TASK GOAL:
Beneath this task are records; count how many lines include the string "bird" and answer with that number alone.

EXTRACTED MATERIAL:

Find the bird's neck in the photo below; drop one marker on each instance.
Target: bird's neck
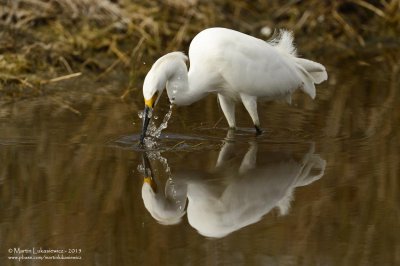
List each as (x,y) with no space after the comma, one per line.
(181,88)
---
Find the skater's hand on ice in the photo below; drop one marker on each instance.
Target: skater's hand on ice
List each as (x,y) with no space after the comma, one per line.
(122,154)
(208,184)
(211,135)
...
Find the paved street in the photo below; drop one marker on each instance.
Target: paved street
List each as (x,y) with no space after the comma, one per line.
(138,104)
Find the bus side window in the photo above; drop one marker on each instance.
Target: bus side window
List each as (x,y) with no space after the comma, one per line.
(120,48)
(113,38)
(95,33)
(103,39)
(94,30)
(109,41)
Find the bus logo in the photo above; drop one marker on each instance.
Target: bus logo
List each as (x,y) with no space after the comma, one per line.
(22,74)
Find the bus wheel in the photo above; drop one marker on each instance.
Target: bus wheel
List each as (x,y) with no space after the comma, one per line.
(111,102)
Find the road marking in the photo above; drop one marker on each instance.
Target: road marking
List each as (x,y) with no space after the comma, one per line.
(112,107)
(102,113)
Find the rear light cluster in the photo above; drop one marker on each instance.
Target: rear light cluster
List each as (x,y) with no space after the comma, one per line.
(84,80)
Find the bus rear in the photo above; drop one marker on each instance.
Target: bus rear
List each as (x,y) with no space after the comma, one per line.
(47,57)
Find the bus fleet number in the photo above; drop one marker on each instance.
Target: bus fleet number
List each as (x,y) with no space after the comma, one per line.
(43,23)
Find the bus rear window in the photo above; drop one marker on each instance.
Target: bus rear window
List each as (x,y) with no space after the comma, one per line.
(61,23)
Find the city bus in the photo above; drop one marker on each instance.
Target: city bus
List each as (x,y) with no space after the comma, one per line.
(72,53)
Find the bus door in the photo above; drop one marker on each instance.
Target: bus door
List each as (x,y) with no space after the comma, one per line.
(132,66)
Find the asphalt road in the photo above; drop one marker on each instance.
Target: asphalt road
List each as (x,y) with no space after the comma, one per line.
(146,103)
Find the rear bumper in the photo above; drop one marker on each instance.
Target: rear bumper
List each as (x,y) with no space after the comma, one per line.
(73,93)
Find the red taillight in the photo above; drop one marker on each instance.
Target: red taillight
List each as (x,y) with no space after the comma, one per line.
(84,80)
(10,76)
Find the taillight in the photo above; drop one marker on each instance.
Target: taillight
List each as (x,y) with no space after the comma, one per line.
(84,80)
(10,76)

OUTPUT FOR THIS TASK:
2